== TASK REQUIREMENTS ==
The entries below are to be repeated exactly, and their pictures left out.

_ _ _ _ _ _ _

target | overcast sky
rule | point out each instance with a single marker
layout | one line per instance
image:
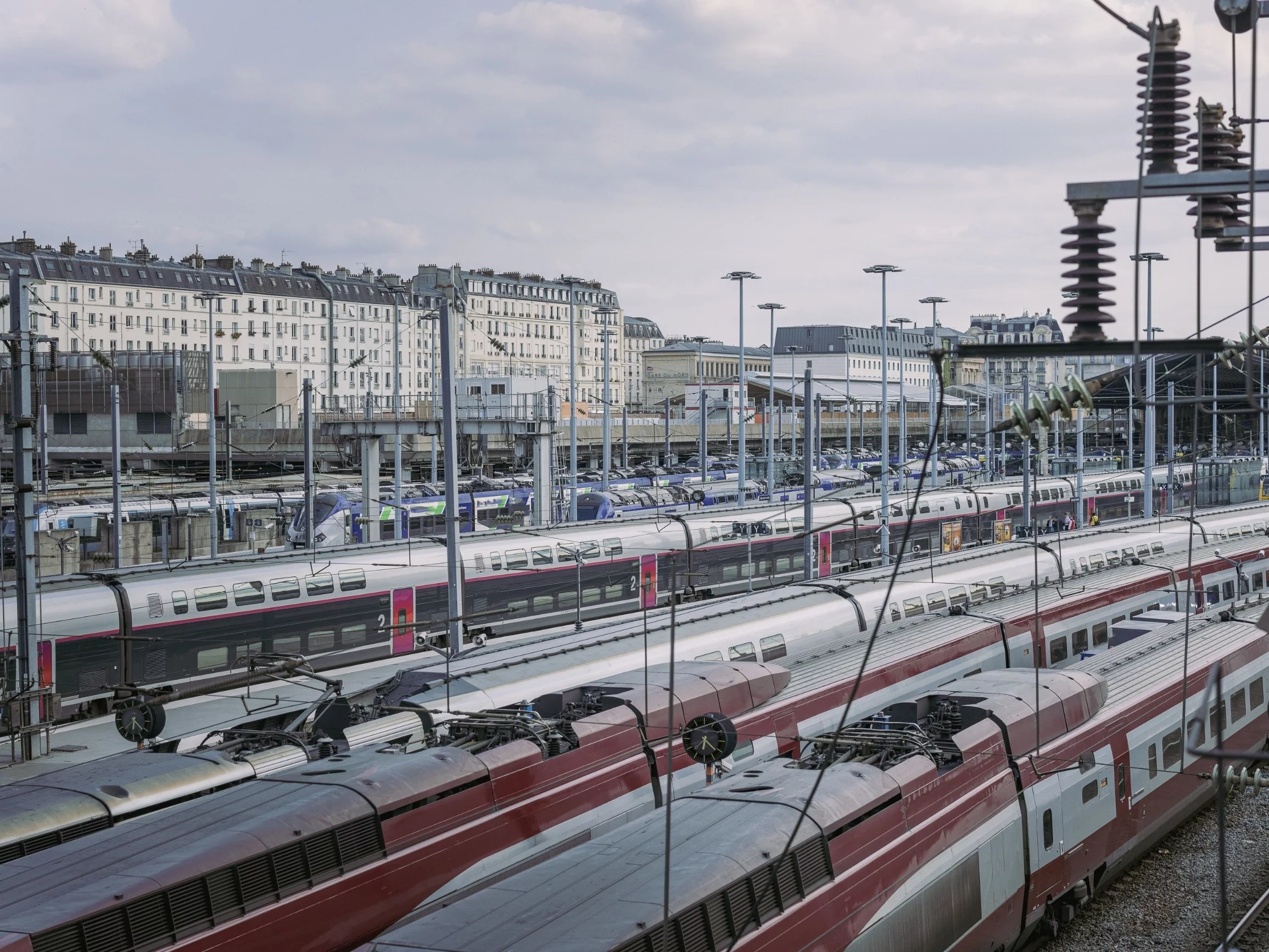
(653, 145)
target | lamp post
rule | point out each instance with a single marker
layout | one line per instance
(903, 403)
(608, 409)
(739, 277)
(1149, 422)
(770, 403)
(573, 396)
(884, 270)
(209, 296)
(935, 447)
(701, 406)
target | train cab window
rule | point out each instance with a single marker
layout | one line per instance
(772, 648)
(1238, 705)
(320, 584)
(1172, 749)
(248, 593)
(213, 658)
(211, 598)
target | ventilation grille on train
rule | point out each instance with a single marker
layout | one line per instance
(163, 918)
(33, 844)
(715, 925)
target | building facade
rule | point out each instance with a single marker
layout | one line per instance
(639, 337)
(669, 371)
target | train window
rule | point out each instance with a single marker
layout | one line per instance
(283, 589)
(214, 658)
(320, 584)
(773, 648)
(211, 598)
(1173, 749)
(248, 593)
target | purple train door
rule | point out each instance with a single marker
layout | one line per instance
(647, 582)
(402, 615)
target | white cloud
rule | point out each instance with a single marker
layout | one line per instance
(71, 38)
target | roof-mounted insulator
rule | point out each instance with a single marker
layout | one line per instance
(1165, 112)
(1088, 259)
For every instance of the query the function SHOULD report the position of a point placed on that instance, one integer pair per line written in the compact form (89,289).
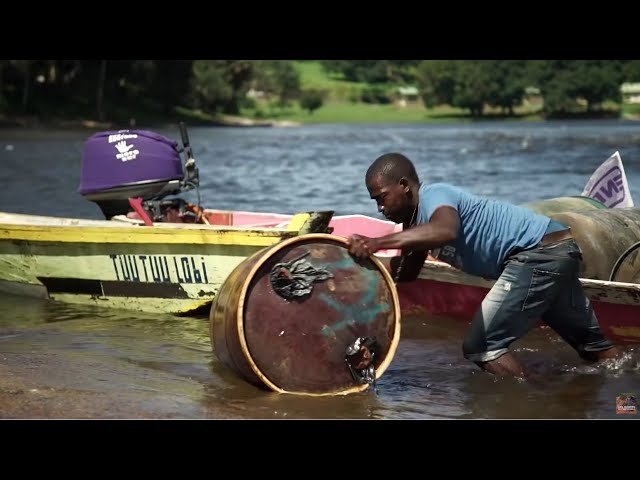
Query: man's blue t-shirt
(489,229)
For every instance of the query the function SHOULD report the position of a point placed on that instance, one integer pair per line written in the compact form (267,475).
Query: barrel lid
(304,303)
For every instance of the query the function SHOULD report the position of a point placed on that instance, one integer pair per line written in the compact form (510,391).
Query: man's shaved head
(391,167)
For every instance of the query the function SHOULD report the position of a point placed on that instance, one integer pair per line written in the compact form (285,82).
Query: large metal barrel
(604,236)
(305,317)
(564,204)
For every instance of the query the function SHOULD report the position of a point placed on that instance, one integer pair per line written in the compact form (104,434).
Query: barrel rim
(240,315)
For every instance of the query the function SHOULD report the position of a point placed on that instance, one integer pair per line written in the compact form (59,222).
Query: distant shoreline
(34,123)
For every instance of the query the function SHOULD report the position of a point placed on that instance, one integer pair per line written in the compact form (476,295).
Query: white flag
(608,184)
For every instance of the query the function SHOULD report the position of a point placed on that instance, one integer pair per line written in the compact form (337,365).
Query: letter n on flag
(608,184)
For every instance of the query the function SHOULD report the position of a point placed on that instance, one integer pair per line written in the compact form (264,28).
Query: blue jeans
(541,283)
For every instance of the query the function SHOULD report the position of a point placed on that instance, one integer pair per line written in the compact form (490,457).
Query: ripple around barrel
(285,317)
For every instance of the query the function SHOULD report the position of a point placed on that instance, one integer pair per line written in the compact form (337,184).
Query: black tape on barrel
(295,279)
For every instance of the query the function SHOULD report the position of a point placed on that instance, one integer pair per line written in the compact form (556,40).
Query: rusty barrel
(289,317)
(564,204)
(604,236)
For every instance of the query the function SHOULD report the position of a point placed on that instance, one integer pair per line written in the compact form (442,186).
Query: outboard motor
(134,164)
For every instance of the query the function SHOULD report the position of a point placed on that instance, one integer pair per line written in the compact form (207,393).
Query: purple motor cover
(121,157)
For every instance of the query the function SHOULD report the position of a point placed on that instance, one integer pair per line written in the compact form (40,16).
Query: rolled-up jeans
(541,283)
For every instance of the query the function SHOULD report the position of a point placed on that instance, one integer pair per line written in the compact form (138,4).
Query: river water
(68,361)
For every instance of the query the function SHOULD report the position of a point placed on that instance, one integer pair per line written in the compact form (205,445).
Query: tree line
(110,89)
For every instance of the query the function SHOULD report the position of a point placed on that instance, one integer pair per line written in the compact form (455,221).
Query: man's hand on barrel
(361,246)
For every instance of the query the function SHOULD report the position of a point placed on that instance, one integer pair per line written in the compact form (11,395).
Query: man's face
(391,197)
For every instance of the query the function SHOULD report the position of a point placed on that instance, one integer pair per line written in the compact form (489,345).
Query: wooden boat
(145,256)
(168,267)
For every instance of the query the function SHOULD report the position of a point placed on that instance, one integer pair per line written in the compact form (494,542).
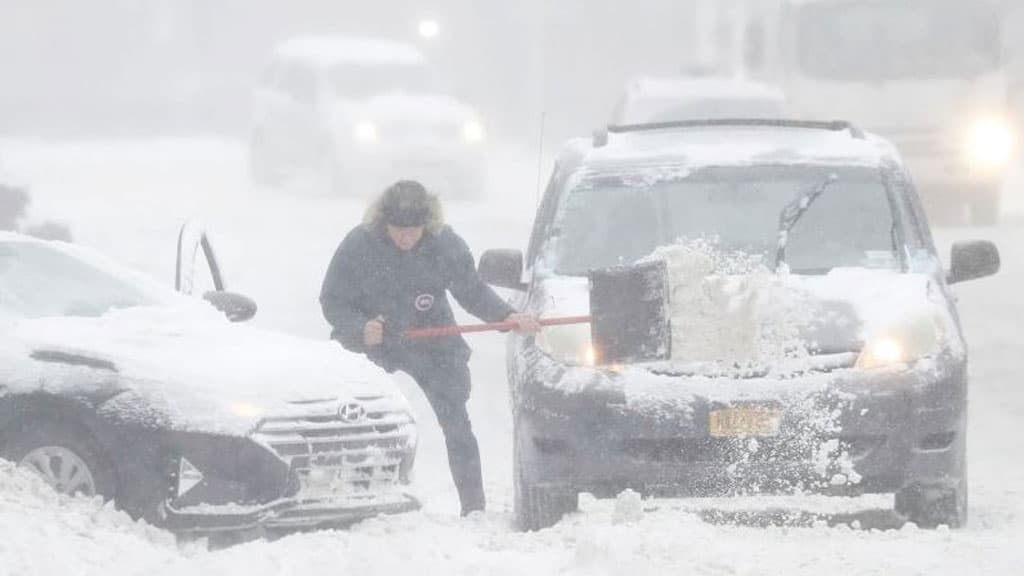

_ _ _ _ _ _ _

== ANSWER BOX ==
target | overcast sky
rule | point out each instance with a single marker
layout | one line per instance
image:
(653, 145)
target | lamp post
rule | point out each instance with a single marker
layout | one line per instance
(903, 403)
(608, 409)
(739, 277)
(1149, 422)
(770, 403)
(573, 396)
(884, 270)
(209, 296)
(935, 447)
(701, 406)
target | train cab window
rule | point out each instance with a single marker
layout | one line per instance
(772, 648)
(1238, 705)
(320, 584)
(1172, 749)
(248, 593)
(213, 658)
(211, 598)
target | ventilation grille on train
rule | point out each instance with a single marker
layout | one line per instance
(163, 918)
(33, 844)
(715, 925)
target | building facade
rule | point out each instance with a single marker
layout | one line per instance
(639, 337)
(669, 371)
target | train window
rule | point out each instance with a single marker
layout | one line per instance
(283, 589)
(214, 658)
(320, 584)
(773, 648)
(211, 598)
(1173, 749)
(248, 593)
target | purple train door
rule | point out each instance with a single marker
layout | one line per instance
(647, 582)
(402, 615)
target | white cloud
rule | point out each instance with a single marker
layout | one line per instance
(71, 38)
target | roof-mounted insulator
rule | point out each instance with a single marker
layout | one line per instance
(1165, 112)
(1088, 259)
For every instance of the query the function SHOULD report the position of a point placed on that instance, one integer pair per line written in the compact form (89,289).
Query: man's blue t-shirt
(489,229)
For every instance of the query the function SHOULD report the position of a point placed on that instance, one integer pair per line written in the compact form (267,475).
Query: barrel lid
(304,303)
For every instance of the query the function SHOULD report the position of a point placed on that instance, one integer pair per line written in the compact form (510,391).
Query: man's shaved head
(391,167)
For every instance of the query the function SHOULD report the position of a point placed on that instance, one integer pair per line written in the compact form (285,82).
Query: large metal barrel
(604,236)
(305,317)
(564,204)
For every instance of the query the function SHOULD report the position of a point placed on that instance, one integer pair per line written in the compact form (104,434).
Query: barrel rim
(240,315)
For every instance of the query the function SHOULD report the position of a point placed on that instance, one integer pair per line written in the compact form (59,222).
Query: distant shoreline
(34,123)
For every instance of the query the function SHOULD report the position of a point placed on that instance, one integer pair per line written in the compact form (476,295).
Query: white flag
(608,184)
For every instance of the query the function SHOULD report the position of a point placed on that instance, one integer pair per line written in the compact form (337,365).
Query: letter n on flag
(608,184)
For every instance of the query the function SHOULD report the position of a point placed on that instance, one integer pair per line written in the compact form (264,28).
Query: blue jeans
(541,283)
For every instance of the query the function SHOULD report the position of a point placed on that instance, one integer pair per line written in the compact form (490,457).
Query: ripple around barrel
(285,317)
For every instance of the query the function SHOULD report the position of a point placed on that instance, one integer pair per line written in the compact form (337,184).
Query: black tape on barrel
(295,279)
For every instance of the query the function SHOULD report the position of a point placed on that instance, one integer pair per line written in the compact form (556,40).
Query: rusty barrel
(289,317)
(564,204)
(604,236)
For every instance of the query the function SHOULD report the position of a point placed on that instance, one integer pair per line written in the compact form (442,186).
Query: outboard motor
(134,164)
For every instance of the query the function SHOULD report the position of a point placed on that instance, one integer pair per line written in the compact form (207,393).
Query: purple motor cover
(121,157)
For every instance of the query the function SHOULD report the position of a point placed on that instance, one integer pair per line written in the compact form (40,16).
Query: rolled-up jeans
(541,283)
For every instance of the query the function SHOULD report the position of a point placed on that instance, one integer pair per line written in the compact form (138,4).
Query: river water
(68,361)
For every instance of the query the function SHOULD report the position of a point placed on that instance, one integer pair per line written in the compact form (205,445).
Query: tree line
(110,89)
For every instance of the query the function SHOULD report the position of a point placed on that instance, one integer pair per line written in the compact form (455,221).
Query: man's hand on barrel
(361,246)
For every instance of the query the function SHOULD report the position of a point placed on that instance, one integer pair per line written in the compact form (11,395).
Query: man's face
(391,197)
For every instance of the query the function SHOULD report the position of a point placed on that instance, one integer pair per line written in the compact form (489,345).
Query: wooden boat
(145,256)
(168,267)
For every instance of the query the function SHOULD report the position of a point placed on that instance, one integer pair per line written in the compact form (494,542).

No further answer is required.